--- ENTRIES PROVIDED ---
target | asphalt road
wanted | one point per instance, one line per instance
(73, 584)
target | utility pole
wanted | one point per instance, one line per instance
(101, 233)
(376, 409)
---
■ **TASK DIRECTIONS**
Restating every entry above word for word is the whole task.

■ **THE COMPLETED TASK**
target | asphalt road
wanted | one point per instance, one line per instance
(73, 584)
target | utility pole
wanted | one point per instance, one line per instance
(101, 233)
(376, 409)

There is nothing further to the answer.